◆ **Exercise details**
Rewrite the records from the line with "Locate the woman's hand, then" up to and including the line with "[[783, 654], [200, 514], [323, 434]]", keeping every request line and adding 145 to each point coordinate in the answers. Leave the sample answers inside the requests as they are.

◆ **Raw records**
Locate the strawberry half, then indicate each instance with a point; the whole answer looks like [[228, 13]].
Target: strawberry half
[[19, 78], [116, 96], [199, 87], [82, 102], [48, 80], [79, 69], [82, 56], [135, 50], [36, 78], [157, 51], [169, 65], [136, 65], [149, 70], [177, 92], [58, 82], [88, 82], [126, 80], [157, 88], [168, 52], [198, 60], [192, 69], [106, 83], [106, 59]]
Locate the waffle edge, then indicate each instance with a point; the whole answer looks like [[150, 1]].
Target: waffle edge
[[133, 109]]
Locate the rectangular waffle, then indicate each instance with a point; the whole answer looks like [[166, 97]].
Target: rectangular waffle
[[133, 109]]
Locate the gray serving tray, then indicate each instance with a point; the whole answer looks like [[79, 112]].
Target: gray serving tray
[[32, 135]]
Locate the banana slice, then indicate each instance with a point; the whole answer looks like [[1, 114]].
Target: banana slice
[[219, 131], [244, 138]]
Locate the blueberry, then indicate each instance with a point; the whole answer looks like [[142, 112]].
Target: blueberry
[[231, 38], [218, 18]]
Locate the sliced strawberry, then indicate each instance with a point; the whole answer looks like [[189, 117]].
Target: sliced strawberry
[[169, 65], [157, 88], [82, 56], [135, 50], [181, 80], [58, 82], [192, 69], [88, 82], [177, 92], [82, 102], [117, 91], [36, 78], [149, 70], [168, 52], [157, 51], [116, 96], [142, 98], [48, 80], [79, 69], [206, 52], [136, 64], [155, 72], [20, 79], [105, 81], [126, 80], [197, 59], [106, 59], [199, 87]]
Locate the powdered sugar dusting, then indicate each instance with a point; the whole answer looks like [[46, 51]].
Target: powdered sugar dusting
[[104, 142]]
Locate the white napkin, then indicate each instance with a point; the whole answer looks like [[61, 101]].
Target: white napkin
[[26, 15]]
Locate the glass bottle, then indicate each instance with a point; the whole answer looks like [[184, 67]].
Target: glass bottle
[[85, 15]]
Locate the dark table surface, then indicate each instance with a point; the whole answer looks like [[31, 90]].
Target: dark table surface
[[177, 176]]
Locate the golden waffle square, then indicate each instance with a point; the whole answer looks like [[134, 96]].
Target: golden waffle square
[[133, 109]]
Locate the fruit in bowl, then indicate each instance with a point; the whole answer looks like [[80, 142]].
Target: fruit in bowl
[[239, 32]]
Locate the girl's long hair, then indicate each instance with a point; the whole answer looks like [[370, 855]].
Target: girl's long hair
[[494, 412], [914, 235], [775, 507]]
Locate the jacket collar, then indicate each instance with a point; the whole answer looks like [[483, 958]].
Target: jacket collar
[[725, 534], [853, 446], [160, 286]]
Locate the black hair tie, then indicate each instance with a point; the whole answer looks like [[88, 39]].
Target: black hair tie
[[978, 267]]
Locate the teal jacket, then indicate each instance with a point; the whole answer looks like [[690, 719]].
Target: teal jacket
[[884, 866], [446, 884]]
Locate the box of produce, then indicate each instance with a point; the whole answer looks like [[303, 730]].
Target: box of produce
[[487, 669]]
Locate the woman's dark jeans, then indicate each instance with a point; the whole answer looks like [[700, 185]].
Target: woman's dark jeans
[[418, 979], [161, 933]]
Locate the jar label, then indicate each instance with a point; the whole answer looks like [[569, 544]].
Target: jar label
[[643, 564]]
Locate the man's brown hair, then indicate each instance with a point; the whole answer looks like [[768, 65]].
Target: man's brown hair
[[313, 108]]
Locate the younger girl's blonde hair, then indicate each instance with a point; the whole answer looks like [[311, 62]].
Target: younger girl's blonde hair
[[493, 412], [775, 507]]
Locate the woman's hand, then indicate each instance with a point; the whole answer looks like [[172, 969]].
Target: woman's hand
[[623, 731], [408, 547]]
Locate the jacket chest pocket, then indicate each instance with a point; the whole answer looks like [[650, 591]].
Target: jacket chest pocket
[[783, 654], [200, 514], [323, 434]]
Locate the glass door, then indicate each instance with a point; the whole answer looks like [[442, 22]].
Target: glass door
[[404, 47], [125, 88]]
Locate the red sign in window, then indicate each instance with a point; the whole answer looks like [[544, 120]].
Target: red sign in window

◆ **Solution for this task**
Locate the woman's hand, then indicate each instance with a point; the whole answer looks like [[172, 969]].
Target: woman's hand
[[768, 876], [553, 692]]
Locate the jacket chest pocket, then indicate each instance with a point; the whole answer looks like [[650, 591]].
Target: jacket chest pocket
[[928, 799], [345, 659], [468, 579]]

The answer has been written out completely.